__Page extract__.
= = = =

Cultivated meat is having a moment. With the recent USDA approval of products from Upside Foods and Good Meat, the stage is set for lab-grown meat to be sold commercially in the US. But there are still numerous obstacles to commercialization, the biggest being achieving price parity.
Omeat’s novel cultivated meat production process has the opportunity to substantially reduce costs while solving other issues in cultivated meat production, such as the use of fetal bovine serum. We are excited to share our investment in Omeat as the company comes out of stealth mode to make cultivated meat more affordable and humane.
The industrial meat industry, as it stands today, cannot meet global demand without severe environmental impact. Feed crops are grown on one-third of total cropland, and global meat production uses 20-30 percent of the planet’s fresh water supply and accounts for 14.5 percent of all anthropogenic GHG emissions. In the 10 years between 1998 and 2018, global meat consumption increased by 58 percent, and as the global population grows to 9.8 billion by 2050, demand for meat will continue to rise.
Our report Trends Shaping the Future of Food in 2023 stated, “Cultivated protein has the potential to meet the growing demand for animal protein while minimizing the negative externalities of our current animal agriculture system and significantly reduce agriculture’s carbon footprint.” But cultivated meat still faces several hurdles. The first lab-grown burger cost $330,000 in 2013. Costs have come down significantly since then, but for cultivated meat to make a meaningful dent in global meat consumption, it has to be affordable for consumers. Omeat has developed a novel technological solution that, at scale, allows for the production of meat at a price point that will make it a viable option for consumers.
The company has developed a replacement for the use of Fetal Bovine Serum, thereby eliminating the need for animal slaughter while still accessing the efficiency of meat production achieved with the cow’s natural processes. Omeat’s process uses regenerative factors extracted humanely from healthy, live cows to make a growth media that is essentially the same as one that animal cells would normally grow in. Plasma collection is commonly done in humans and animals as a medical procedure. Omeat sources growth media from free-roaming herd cows that graze on its regenerative farm, and the company retains animal welfare staff to ensure the cows are healthy and cared for. According to Omeat, the company’s proprietary process could reduce the number of cows needed to produce meat by 95 percent or more. While the initial focus is on beef, Omeat’s process can be used to grow any kind of meat, including pork, chicken, or fish.
Omeat was founded four years ago by CEO Ali Khademhosseini, a seasoned bioengineering professional with a prolific academic career. Before founding Omeat, Khademhosseini was growing human tissues for medical applications, but as he became more concerned about animal agriculture practices, he shifted his focus to developing a scalable method for producing cultivated meat.
Demand for cultivated meat is expected to grow exponentially in the next few decades. A report on the future of cultivated meats by Edison Group predicts the market will reach about $600 billion by 2040. By this time, cultivated meat would comprise 35 percent of the global meat market. A more conservative estimate from Boston Consulting Group and Blue Horizon Corporation projects the market for cultivated foods, including meat, seafood, dairy, and eggs, will reach approximately $290 billion by 2035.
S2G invested in Omeat’s 40 million Series A in 2022, along with Google Ventures, Bold Capital Partners, Tyson Ventures, Rethink Food, Trailhead Capital, and Cavallo Ventures. The company is currently building a pilot plant and expanding its team to achieve commercial readiness. We look forward to working with Omeat as they continue to make critical advancements in scaling cultivated meat production.

= = = =

__Exercise requirements__.
Return everything from "The industrial meat" down to "continue to rise." in the article on Omeat, copied word for word. The listing has no connection to the article on Omeat.

Collected data:
= = = =

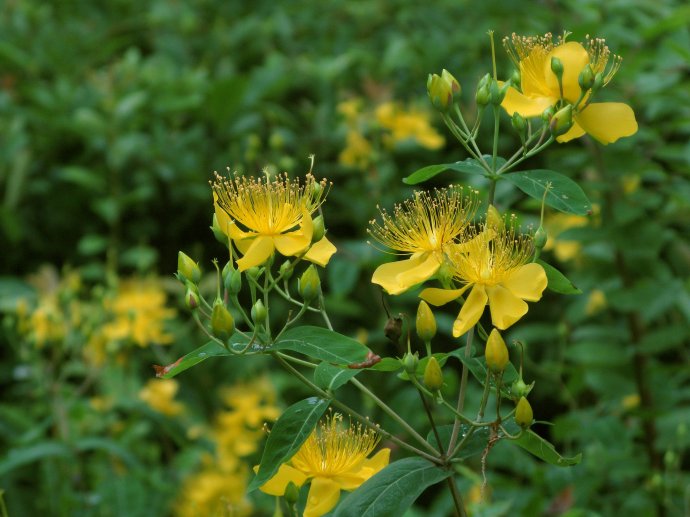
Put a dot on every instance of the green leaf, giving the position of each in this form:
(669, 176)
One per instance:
(392, 490)
(323, 344)
(558, 282)
(469, 166)
(539, 447)
(564, 194)
(330, 377)
(287, 435)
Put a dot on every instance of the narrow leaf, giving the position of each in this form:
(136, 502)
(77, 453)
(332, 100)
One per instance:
(392, 490)
(287, 436)
(564, 194)
(558, 282)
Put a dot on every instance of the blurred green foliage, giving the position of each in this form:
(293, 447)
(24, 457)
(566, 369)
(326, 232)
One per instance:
(114, 114)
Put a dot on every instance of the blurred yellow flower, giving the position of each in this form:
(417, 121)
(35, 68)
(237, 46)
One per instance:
(334, 458)
(270, 211)
(424, 227)
(495, 265)
(540, 87)
(159, 394)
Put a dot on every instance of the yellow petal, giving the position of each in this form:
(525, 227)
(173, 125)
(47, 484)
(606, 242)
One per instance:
(515, 102)
(574, 58)
(527, 282)
(320, 253)
(277, 484)
(439, 297)
(257, 254)
(505, 307)
(322, 498)
(471, 311)
(398, 277)
(608, 121)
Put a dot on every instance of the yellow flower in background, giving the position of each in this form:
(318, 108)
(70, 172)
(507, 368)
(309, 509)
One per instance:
(495, 266)
(424, 227)
(334, 458)
(274, 215)
(411, 124)
(540, 87)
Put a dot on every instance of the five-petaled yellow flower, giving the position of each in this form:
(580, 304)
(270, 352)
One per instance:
(425, 227)
(494, 263)
(274, 215)
(334, 457)
(606, 121)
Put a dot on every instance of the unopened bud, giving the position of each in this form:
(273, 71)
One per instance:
(309, 284)
(319, 229)
(523, 413)
(562, 121)
(433, 376)
(586, 78)
(187, 268)
(259, 313)
(426, 323)
(222, 322)
(496, 353)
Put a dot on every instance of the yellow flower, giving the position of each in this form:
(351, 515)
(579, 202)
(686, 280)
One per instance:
(270, 211)
(425, 227)
(335, 459)
(606, 121)
(495, 265)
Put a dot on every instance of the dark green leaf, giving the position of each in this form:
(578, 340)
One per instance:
(322, 344)
(564, 194)
(558, 283)
(469, 166)
(542, 449)
(392, 490)
(287, 436)
(330, 377)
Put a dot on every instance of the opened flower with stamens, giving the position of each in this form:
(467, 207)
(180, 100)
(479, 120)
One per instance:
(424, 227)
(334, 457)
(262, 216)
(494, 266)
(540, 86)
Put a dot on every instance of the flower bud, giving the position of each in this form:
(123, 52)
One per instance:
(586, 78)
(222, 322)
(523, 413)
(426, 323)
(440, 92)
(218, 233)
(496, 353)
(319, 229)
(309, 284)
(433, 376)
(410, 362)
(259, 313)
(187, 268)
(562, 121)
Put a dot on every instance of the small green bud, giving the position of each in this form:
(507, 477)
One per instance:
(425, 323)
(523, 413)
(309, 284)
(562, 121)
(218, 233)
(319, 229)
(187, 268)
(496, 353)
(433, 376)
(410, 362)
(259, 313)
(540, 238)
(286, 270)
(222, 322)
(586, 78)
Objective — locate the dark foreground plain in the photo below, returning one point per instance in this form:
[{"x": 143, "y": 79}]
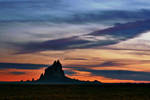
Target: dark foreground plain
[{"x": 75, "y": 92}]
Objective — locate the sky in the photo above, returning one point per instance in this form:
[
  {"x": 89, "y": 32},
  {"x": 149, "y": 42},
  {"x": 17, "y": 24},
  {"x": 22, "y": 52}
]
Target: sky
[{"x": 104, "y": 40}]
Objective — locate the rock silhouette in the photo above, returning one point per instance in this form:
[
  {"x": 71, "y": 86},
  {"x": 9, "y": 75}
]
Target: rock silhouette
[{"x": 55, "y": 74}]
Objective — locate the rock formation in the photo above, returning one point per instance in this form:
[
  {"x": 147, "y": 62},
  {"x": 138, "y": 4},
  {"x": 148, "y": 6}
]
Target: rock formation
[{"x": 55, "y": 74}]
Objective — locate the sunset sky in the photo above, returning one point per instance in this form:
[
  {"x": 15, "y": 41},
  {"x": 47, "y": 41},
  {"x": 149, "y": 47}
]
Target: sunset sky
[{"x": 100, "y": 40}]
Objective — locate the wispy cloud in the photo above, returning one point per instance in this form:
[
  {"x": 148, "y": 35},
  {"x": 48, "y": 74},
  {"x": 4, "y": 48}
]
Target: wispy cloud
[
  {"x": 109, "y": 36},
  {"x": 21, "y": 66}
]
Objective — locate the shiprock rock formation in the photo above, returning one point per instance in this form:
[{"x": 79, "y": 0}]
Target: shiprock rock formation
[{"x": 55, "y": 74}]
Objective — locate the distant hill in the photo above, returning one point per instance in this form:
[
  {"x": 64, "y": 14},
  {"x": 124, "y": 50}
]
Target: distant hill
[{"x": 55, "y": 74}]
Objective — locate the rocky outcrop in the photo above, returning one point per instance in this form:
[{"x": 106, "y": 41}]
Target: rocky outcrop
[{"x": 55, "y": 74}]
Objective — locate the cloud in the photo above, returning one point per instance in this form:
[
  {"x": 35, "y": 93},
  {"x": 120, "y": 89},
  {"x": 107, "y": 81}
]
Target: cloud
[
  {"x": 20, "y": 66},
  {"x": 105, "y": 37},
  {"x": 17, "y": 73},
  {"x": 116, "y": 74}
]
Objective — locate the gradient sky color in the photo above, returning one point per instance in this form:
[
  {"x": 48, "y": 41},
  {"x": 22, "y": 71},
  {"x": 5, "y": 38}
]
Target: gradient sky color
[{"x": 100, "y": 40}]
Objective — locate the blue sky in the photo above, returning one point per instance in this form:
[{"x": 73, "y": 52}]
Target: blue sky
[{"x": 57, "y": 29}]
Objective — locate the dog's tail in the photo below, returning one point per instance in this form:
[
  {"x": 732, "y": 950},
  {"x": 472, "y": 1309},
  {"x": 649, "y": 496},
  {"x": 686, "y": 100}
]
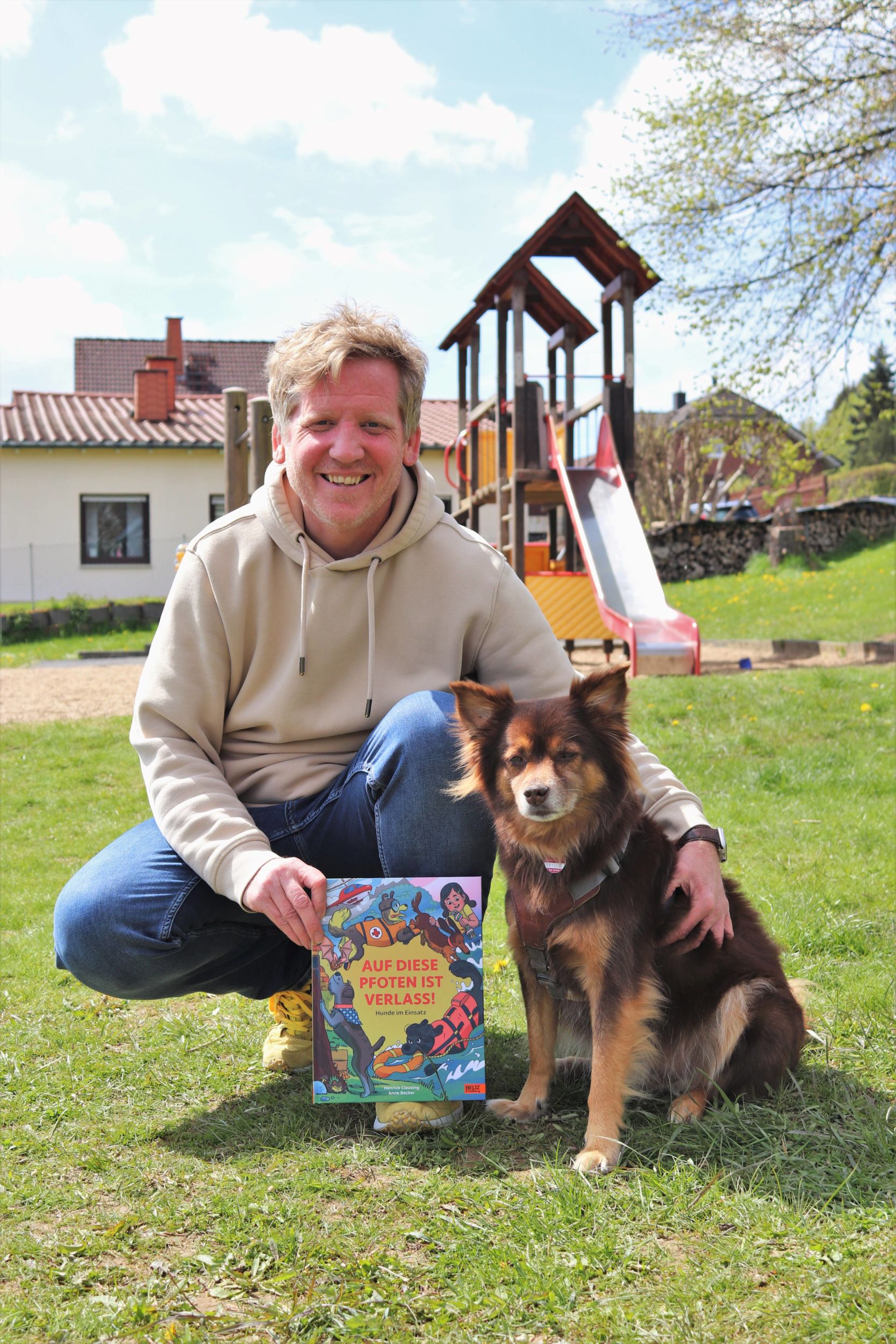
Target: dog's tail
[{"x": 467, "y": 971}]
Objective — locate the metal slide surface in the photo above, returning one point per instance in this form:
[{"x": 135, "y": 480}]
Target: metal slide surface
[{"x": 620, "y": 565}]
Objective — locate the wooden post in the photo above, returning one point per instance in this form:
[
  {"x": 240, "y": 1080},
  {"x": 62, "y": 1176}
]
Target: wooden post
[
  {"x": 260, "y": 449},
  {"x": 475, "y": 429},
  {"x": 606, "y": 316},
  {"x": 569, "y": 396},
  {"x": 569, "y": 353},
  {"x": 518, "y": 490},
  {"x": 500, "y": 412},
  {"x": 461, "y": 423},
  {"x": 235, "y": 449},
  {"x": 519, "y": 373},
  {"x": 626, "y": 451}
]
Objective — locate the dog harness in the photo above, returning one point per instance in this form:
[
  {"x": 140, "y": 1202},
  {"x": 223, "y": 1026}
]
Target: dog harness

= = = =

__Expected answer__.
The industrial meat industry, as it stands today, cannot meet global demand without severe environmental impact. Feed crops are grown on one-third of total cropland, and global meat production uses 20-30 percent of the planet’s fresh water supply and accounts for 14.5 percent of all anthropogenic GHG emissions. In the 10 years between 1998 and 2018, global meat consumption increased by 58 percent, and as the global population grows to 9.8 billion by 2050, demand for meat will continue to rise.